* **Passage for review**
Personal information
- Born: September 24, 1977 (age 48) Sturgeon Bay, Wisconsin, U.S.
- Listed height: 6 ft 4 in (1.93 m)
- Listed weight: 292 lb (132 kg)

Career information
- High school: Sturgeon Bay
- College: Wisconsin (1996–2000)
- NFL draft: 2001: 3rd round, 92nd overall pick

Career history
- Baltimore Ravens (2001–2004); Washington Redskins (2005–2010); Baltimore Ravens (2011)*;
- * Offseason or practice squad member only

Awards and highlights
- Third-team All-American (2000); 2× First-team All-Big Ten (1999, 2000); Second-team All-Big Ten (1998);

Career NFL statistics
- Games played: 137
- Games started: 118
- Fumble recoveries: 1
- Stats at Pro Football Reference

= Casey Rabach =

American football player (born 1977)

Casey Edward Rabach (/rəˈbɑːk/; born September 24, 1977) is an American former professional football player who was a center in the National Football League (NFL). He was selected by the Baltimore Ravens in the third round of the 2001 NFL draft, and also played professionally for the Washington Redskins. He played college football for the Wisconsin Badgers.

* **Given information**
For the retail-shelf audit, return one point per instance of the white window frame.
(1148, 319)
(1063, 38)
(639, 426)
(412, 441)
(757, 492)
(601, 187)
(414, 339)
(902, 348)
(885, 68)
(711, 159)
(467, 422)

* **Questions**
**1.** Answer these questions from the Casey Rabach profile:
(a) Which high school did he attend?
(b) How many games did he start in the NFL?
(c) What position did he play in the NFL?
**2.** Say whether each statement agrees with the Casey Rabach profile. Answer yes or no, and quote the words that decide it.
(a) He played for the Washington Redskins from 2005 to 2010.
(b) He was named first-team All-Big Ten three times.
(c) He was the 92nd overall pick in the 2001 NFL draft.
The records have nothing to do with the Casey Rabach profile.

* **Responses by item number**
**1.**
(a) Sturgeon Bay
(b) 118
(c) Center

**2.**
(a) Yes: "Washington Redskins (2005–2010)"
(b) No: "2× First-team All-Big Ten (1999, 2000)"
(c) Yes: "2001: 3rd round, 92nd overall pick"